▶ EXERCISE INSTRUCTIONS:
The records below hold a stretch from the line with "Detect and localize the following in the given image: rose bloom" through the line with "image: green foliage."; return exactly those lines, ends included, and nothing more.

▶ DATA PROVIDED:

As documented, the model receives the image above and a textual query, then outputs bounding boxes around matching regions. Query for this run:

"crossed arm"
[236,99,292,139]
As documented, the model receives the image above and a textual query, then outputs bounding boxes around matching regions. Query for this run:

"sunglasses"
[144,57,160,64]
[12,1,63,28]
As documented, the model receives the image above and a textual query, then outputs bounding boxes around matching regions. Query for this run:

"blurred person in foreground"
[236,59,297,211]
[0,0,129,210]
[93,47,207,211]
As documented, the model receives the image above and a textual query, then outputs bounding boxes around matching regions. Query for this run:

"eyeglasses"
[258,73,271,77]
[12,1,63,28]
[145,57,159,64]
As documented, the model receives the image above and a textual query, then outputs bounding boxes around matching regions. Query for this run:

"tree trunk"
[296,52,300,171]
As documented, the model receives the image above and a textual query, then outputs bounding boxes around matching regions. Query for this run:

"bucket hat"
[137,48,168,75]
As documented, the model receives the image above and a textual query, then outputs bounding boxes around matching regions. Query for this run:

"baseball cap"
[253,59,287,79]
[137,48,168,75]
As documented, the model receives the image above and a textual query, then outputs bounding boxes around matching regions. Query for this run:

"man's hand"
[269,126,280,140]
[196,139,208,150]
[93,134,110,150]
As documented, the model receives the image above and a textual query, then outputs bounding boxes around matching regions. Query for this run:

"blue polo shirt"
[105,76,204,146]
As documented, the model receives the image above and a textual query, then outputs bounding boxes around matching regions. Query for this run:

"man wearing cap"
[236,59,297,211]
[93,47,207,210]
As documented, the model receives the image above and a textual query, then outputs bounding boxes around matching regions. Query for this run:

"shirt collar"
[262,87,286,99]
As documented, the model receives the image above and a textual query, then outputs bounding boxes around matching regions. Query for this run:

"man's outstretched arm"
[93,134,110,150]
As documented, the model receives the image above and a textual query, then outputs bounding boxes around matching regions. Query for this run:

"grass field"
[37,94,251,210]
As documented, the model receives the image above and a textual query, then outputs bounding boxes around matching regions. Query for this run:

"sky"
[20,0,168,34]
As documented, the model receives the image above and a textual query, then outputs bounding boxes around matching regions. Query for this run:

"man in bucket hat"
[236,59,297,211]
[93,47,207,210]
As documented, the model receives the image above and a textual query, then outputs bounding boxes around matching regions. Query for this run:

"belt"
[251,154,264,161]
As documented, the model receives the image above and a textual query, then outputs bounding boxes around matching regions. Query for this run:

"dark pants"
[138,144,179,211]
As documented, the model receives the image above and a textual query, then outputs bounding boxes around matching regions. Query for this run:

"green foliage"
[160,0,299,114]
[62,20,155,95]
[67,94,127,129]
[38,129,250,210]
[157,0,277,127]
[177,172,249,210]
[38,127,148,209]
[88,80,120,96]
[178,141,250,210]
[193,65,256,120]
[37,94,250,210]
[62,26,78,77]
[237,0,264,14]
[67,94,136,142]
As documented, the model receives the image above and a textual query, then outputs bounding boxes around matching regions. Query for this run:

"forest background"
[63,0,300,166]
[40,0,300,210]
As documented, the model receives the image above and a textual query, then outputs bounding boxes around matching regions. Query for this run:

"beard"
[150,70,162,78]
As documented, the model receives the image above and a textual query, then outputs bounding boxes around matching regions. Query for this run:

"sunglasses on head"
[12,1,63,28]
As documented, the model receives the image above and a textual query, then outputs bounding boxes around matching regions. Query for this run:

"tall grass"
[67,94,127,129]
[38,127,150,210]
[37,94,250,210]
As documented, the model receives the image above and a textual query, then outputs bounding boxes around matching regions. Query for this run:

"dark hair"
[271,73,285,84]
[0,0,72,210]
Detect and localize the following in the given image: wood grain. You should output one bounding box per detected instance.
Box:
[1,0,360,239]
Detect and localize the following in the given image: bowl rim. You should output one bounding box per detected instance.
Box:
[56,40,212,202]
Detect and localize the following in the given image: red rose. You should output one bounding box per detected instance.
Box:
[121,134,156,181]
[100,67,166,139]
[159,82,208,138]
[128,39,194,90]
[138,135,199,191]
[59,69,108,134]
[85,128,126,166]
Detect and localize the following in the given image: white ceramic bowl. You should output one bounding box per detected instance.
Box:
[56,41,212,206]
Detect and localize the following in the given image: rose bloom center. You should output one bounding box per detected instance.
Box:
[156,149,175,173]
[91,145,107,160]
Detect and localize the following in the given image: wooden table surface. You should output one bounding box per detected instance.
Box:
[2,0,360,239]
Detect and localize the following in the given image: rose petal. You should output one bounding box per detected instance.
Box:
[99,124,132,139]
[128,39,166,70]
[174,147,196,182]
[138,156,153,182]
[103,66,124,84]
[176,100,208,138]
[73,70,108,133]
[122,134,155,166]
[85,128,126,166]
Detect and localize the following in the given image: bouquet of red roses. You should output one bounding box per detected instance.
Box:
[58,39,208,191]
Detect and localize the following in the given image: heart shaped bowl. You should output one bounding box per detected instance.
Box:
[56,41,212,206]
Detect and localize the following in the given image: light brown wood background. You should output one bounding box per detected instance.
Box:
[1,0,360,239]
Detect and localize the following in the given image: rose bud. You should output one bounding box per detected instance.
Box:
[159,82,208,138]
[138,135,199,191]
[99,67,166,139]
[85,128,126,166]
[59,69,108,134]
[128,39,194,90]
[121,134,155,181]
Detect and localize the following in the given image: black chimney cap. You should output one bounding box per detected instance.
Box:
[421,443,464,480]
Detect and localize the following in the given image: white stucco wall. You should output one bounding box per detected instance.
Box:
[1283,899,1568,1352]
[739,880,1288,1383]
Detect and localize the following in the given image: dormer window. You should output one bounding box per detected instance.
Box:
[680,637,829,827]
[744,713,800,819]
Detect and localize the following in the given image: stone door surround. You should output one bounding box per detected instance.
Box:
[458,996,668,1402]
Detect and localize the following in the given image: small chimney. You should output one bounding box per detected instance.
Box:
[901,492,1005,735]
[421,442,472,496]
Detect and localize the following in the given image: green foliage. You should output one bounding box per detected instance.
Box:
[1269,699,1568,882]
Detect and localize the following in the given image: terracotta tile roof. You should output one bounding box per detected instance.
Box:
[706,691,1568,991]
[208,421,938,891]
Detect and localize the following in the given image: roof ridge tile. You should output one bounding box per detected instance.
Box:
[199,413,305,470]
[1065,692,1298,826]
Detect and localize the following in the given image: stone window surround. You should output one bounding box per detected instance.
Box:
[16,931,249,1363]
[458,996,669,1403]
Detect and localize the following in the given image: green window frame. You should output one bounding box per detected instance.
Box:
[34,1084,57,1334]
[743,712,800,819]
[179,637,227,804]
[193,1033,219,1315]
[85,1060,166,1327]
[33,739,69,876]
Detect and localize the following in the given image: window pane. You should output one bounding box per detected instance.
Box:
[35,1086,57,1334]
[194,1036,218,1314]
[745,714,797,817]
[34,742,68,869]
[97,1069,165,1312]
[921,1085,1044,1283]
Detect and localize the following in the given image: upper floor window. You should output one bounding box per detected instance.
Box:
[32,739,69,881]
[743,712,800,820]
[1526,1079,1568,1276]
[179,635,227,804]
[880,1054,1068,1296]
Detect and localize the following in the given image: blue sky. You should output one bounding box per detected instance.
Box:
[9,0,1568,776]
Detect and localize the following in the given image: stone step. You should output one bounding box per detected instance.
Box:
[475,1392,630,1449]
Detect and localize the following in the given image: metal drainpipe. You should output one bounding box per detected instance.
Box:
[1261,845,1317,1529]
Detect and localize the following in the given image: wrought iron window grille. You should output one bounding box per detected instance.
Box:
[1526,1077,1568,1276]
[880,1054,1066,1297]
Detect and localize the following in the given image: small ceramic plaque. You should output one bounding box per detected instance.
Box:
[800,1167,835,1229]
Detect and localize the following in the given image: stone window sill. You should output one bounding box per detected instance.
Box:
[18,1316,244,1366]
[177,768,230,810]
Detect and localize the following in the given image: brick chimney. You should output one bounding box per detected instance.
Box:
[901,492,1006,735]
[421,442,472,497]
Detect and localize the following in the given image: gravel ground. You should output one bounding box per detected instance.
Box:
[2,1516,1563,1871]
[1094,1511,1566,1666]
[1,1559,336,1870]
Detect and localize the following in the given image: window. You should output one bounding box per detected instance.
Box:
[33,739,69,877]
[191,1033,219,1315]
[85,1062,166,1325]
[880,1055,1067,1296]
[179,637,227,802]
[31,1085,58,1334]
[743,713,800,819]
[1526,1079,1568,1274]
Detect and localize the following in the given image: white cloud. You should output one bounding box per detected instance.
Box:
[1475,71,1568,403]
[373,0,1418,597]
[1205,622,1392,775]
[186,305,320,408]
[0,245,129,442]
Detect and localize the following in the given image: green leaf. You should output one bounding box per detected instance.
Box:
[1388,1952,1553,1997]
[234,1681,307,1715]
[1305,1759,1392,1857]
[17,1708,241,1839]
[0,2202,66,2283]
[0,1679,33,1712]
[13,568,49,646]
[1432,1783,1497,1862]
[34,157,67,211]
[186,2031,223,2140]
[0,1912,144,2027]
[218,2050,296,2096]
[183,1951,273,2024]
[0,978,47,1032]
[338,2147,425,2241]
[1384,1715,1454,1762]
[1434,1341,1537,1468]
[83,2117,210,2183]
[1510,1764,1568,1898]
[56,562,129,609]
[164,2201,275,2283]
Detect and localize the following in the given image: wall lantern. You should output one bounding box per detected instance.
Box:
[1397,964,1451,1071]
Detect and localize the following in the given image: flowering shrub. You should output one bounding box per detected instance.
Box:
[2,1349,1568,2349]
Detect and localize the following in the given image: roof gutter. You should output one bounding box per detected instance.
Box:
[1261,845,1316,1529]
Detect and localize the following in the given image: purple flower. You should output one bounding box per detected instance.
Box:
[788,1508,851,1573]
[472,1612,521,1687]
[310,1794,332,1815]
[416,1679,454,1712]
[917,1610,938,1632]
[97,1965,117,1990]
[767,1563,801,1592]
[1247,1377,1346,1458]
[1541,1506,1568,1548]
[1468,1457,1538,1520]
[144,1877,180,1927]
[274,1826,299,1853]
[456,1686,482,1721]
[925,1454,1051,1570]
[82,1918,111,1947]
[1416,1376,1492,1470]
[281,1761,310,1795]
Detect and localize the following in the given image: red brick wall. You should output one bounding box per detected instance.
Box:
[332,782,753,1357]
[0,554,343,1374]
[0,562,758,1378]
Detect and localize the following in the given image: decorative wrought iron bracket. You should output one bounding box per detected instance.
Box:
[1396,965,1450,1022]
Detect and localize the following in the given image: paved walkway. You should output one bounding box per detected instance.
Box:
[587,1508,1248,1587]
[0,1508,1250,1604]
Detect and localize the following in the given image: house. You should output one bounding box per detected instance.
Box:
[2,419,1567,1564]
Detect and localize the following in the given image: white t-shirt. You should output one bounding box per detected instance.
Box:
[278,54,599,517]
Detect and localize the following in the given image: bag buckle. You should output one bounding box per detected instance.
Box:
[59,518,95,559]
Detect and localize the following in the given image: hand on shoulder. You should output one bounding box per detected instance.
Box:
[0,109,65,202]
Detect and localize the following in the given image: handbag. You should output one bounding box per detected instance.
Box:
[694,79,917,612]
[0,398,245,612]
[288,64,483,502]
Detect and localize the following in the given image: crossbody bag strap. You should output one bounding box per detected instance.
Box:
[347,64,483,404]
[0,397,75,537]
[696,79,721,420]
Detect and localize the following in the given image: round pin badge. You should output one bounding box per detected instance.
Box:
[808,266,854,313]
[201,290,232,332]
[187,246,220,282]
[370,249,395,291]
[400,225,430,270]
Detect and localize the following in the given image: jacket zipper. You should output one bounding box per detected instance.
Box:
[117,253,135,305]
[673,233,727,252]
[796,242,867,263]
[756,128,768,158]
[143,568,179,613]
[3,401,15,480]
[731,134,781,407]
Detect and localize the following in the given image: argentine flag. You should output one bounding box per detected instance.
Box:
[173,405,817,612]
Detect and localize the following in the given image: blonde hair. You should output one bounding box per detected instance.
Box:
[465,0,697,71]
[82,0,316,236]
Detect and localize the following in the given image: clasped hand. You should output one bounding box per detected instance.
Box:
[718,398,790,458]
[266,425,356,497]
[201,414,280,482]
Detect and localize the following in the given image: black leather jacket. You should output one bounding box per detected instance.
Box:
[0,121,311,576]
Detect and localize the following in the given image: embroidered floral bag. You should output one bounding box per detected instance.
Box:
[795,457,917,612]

▶ YOUR RESPONSE:
Detect and localize the following in the given image: rose bloom center. You should output one bounding box per detected instance.
Box:
[156,149,175,173]
[91,145,107,160]
Detect and localize the following in the given image: wooden table surface. You should output one bounding box per detected instance.
Box:
[2,0,360,239]
Detect and localize the following in the given image: rose petal. You should output one bounding box per detected instance.
Box:
[99,124,132,139]
[128,39,166,70]
[174,147,196,182]
[138,156,153,182]
[103,66,124,84]
[176,100,208,138]
[73,70,108,133]
[122,134,155,166]
[85,128,126,166]
Detect and localize the following in the given image: bouquet of red roses. You should output one bounding box per detected instance.
Box:
[58,39,208,191]
Detect and localize the following in the given image: heart shaped bowl. You should output one bounding box per detected instance.
Box:
[56,41,212,206]
Detect and localize the following in the given image: light brown wood background. You should output one bounding box per detected instance.
Box:
[1,0,360,239]
Detect and localize the following in the given image: rose bud. You should output one bounding box per detected instance.
Box:
[159,82,208,138]
[138,135,199,191]
[99,67,166,139]
[85,128,126,166]
[59,69,108,134]
[128,39,194,90]
[121,134,155,181]
Detect and localize the following in the given image: black chimney cap. You should output one bounding box per detected instance.
Box:
[421,443,464,480]
Detect and localize the following in the given image: white stucco wall. You should output one bounding box per detected instance.
Box:
[1283,899,1568,1352]
[739,880,1288,1383]
Detect and localize the following in the given image: dormer window. You should output one bounding box per detected instance.
Box:
[680,637,829,827]
[744,713,800,819]
Detect and localize the following in the given image: stone door surround. You should output one bounding box per detected instance.
Box:
[458,996,668,1402]
Detect and localize the following in the given image: small chimney. You should output one bounding box per detected instance.
Box:
[901,492,1005,735]
[421,442,472,496]
Detect and localize the following in the given image: green foliage. You should output one bounding box per detected instance.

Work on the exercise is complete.